### WHAT THIS TASK INVOLVES
Every record that follows must be given again exactly.

### Entries taken from a collection
- Opening Delimiter -

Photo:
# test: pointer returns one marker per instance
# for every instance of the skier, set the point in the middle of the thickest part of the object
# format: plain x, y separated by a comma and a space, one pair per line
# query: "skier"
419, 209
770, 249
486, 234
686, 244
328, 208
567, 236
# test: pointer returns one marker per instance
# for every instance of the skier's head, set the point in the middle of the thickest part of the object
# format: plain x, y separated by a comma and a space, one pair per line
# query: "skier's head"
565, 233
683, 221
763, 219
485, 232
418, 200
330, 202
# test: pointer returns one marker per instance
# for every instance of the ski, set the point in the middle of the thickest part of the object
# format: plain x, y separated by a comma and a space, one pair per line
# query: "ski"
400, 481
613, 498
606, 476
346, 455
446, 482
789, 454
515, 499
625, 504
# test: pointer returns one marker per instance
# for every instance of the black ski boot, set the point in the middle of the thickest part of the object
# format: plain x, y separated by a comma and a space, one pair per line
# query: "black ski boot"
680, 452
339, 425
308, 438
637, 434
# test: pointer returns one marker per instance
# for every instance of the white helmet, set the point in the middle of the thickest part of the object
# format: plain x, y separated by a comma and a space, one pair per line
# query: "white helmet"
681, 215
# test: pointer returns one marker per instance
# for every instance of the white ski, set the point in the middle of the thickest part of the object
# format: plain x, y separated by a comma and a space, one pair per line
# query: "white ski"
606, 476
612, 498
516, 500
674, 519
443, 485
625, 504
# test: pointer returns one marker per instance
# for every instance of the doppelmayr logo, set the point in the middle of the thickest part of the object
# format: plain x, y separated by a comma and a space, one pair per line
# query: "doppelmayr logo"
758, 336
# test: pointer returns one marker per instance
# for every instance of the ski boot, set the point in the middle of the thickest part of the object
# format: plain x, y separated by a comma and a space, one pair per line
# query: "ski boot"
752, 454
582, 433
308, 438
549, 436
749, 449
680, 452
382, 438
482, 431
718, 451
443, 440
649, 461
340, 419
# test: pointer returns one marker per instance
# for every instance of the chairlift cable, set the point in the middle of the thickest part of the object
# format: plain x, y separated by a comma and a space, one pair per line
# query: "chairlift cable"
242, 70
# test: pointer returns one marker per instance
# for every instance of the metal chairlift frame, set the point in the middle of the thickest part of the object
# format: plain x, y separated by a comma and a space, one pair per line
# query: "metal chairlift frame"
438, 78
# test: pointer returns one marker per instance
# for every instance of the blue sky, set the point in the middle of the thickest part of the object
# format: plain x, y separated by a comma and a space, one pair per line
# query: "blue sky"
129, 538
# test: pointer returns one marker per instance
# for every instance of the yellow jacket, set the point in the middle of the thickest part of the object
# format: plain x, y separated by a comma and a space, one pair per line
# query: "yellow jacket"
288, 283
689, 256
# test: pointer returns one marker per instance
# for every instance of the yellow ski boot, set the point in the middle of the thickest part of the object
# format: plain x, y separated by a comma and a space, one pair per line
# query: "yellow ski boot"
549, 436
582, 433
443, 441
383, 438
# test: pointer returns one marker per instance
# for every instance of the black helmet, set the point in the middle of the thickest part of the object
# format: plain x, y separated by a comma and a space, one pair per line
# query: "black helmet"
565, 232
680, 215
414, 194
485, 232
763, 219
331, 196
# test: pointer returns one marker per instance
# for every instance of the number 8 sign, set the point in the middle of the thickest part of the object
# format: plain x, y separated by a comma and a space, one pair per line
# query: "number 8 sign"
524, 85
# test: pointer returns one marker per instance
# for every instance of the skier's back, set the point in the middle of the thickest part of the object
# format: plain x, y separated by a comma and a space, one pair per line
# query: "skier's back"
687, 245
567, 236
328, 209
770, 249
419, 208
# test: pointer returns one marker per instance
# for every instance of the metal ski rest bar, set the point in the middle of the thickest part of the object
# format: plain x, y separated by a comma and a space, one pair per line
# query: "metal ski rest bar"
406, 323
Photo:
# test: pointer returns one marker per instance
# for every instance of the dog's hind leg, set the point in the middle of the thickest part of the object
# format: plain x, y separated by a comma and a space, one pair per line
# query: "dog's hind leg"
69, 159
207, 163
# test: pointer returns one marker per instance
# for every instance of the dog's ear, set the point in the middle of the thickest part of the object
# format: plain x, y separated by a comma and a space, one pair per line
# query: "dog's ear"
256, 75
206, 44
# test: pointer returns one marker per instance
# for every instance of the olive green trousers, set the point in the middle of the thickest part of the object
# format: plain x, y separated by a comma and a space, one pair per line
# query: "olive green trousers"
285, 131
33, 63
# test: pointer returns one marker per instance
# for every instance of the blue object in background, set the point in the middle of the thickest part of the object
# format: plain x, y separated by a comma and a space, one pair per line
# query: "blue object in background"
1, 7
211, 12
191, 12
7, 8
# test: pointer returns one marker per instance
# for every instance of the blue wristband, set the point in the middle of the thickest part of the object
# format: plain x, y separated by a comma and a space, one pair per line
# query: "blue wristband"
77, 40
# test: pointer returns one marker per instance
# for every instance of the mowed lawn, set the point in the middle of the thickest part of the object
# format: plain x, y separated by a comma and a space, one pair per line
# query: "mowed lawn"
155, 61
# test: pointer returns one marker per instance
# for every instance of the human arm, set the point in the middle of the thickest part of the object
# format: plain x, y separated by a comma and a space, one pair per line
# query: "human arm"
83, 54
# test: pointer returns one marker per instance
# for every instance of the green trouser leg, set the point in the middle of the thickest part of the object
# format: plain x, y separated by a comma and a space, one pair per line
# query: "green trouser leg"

- Closing Delimiter -

### EXERCISE ANSWER
Photo:
# test: pointer returns one marker per instance
# for every instance of the skier, set the point in the middle of the thickest part of the object
# format: plain x, y separated by a comma and a space, one pair per line
# query: "skier"
419, 209
770, 249
486, 234
686, 244
328, 208
567, 236
# test: pointer returns one marker per instance
# for every instance of the skier's head, set the point in the middle of the thickest part of the object
# format: plain x, y separated by a comma and a space, one pair per line
# query: "skier's head"
565, 233
683, 221
763, 219
485, 232
418, 200
330, 202
# test: pointer returns one marker per instance
# for every instance of the ski, set the point in the middle of the thickest part of the object
# format: plain x, y separated by a comma and a space, one pair per line
# query: "ski"
400, 481
613, 498
606, 476
346, 455
446, 482
789, 454
515, 499
625, 504
# test: pointer returns one marker per instance
# for every instance of the black ski boot, set the point in the middle of the thickest part of the object
# format: plain x, y separated by a comma and a space, one pair per line
# query: "black ski boot"
680, 452
339, 425
308, 438
637, 434
# test: pointer returns one marker per instance
# for every instance of the white helmet, set the point in the middle of the thickest part of the object
# format: plain x, y separated by a comma and a space, one pair per line
# query: "white helmet"
681, 215
# test: pointer returns one marker per instance
# for every instance of the white ski, set the point in the middle of the thickest part of the object
# format: plain x, y separated by a comma and a space, one pair per line
# query: "white ski"
606, 476
612, 498
516, 500
674, 519
443, 485
625, 504
# test: pointer returns one marker per instance
# for every instance of the doppelmayr logo, set the point in the middle of the thickest part of the object
# format: plain x, y separated by a comma and a space, one pair per line
# query: "doppelmayr logo"
758, 336
# test: pointer returns one marker per instance
# for every instance of the ski boot, set the point in the middle of the thickest part of the object
# format: plain x, y separated by a comma and a space, one pair per line
# query: "ski boot"
752, 454
582, 433
308, 438
549, 436
749, 449
680, 452
382, 438
482, 431
718, 451
443, 440
649, 461
340, 419
# test: pointer returns one marker per instance
# for every instance of the chairlift cable, set the point in the middle of the thickest part of the object
# format: plain x, y separated by a comma and a space, one pair per line
# query: "chairlift cable"
242, 70
# test: pointer returns one marker per instance
# for every instance of the metal chairlift frame, set the point in the middle of the thickest part of the object
# format: plain x, y separated by a comma and a space, one pair per line
# query: "metal chairlift frame"
438, 78
# test: pointer returns one marker per instance
# for every instance of the blue sky, set the point in the middle of the thickest part of the object
# format: plain x, y separated by a comma and a space, one pair per line
# query: "blue sky"
129, 538
# test: pointer returns one marker per instance
# for every instance of the yellow jacket, set the point in the middle of the thickest part of the object
# format: plain x, y separated by a comma and a space, one pair per line
# query: "yellow jacket"
288, 283
689, 256
# test: pointer returns one marker per instance
# for every instance of the yellow ski boot, set the point in the middle of the thickest part of the object
# format: plain x, y separated by a comma and a space, one pair per line
# query: "yellow ski boot"
549, 436
582, 433
443, 441
383, 438
# test: pointer returns one marker per instance
# for every instance of the black helmet, set the point in the middle of the thickest part of the object
# format: plain x, y separated by a comma and a space, one pair per line
# query: "black helmet"
565, 232
680, 215
414, 194
485, 232
763, 219
331, 196
# test: pointer returns one marker per instance
# for every instance of the number 8 sign, set the point in the middle of the thickest part of the object
# format: plain x, y separated by a comma and a space, one pair per line
# query: "number 8 sign"
524, 85
# test: pointer returns one marker per instance
# for every instance of the skier's back, set the point in the middle of the thickest part of the object
# format: plain x, y separated by a comma and a space, one pair per line
# query: "skier's back"
687, 245
567, 236
328, 209
770, 249
419, 208
# test: pointer returns one marker per instance
# for every instance of the metal ski rest bar, set the point in the middle of the thickest part of the object
# format: plain x, y separated by a comma and a space, one pair per line
# query: "metal ski rest bar"
406, 323
Photo:
# test: pointer returns one marker per instance
# for every instance of the dog's hind leg, set the point in the middle of the thickest part of the object
# format: plain x, y separated by a comma and a space, one pair per line
# query: "dog's hind leg"
69, 159
207, 163
# test: pointer returns one marker per instance
# for every instance of the dog's ear, set the point in the middle of the thickest part of the object
# format: plain x, y separated by a comma and a space, one pair per line
# query: "dog's ear"
256, 75
206, 44
# test: pointer returns one marker per instance
# for every instance of the olive green trousers, set the point in the middle of the thickest part of the object
# format: plain x, y separated by a comma and a space, one pair per line
# query: "olive green trousers"
285, 131
33, 63
# test: pointer returns one marker per instance
# for every instance of the blue object in background, set the point in the middle of the thickest part of the object
# format: plain x, y separated by a comma and a space, one pair per line
# query: "blue object in background"
1, 7
211, 12
191, 12
7, 8
# test: pointer returns one marker per instance
# for every instance of the blue wristband, set the point in the middle of the thickest part of the object
# format: plain x, y separated by a comma and a space, one pair per line
# query: "blue wristband"
77, 40
# test: pointer returns one marker per instance
# for every instance of the mowed lawn, set the point in the middle of the thickest part of the object
# format: plain x, y separated by a comma and a space, one pair per line
# query: "mowed lawn"
155, 61
# test: pointer returns one marker per instance
# for every instance of the human arm, set the point in the middle of the thickest part of the object
# format: plain x, y separated by a comma and a space, one pair per line
# query: "human arm"
83, 54
# test: pointer returns one marker per instance
# for every instance of the green trouser leg, set the point in the middle of the thickest part of the object
# format: plain x, y separated by a comma and a space, one pair per line
# query: "green trouser leg"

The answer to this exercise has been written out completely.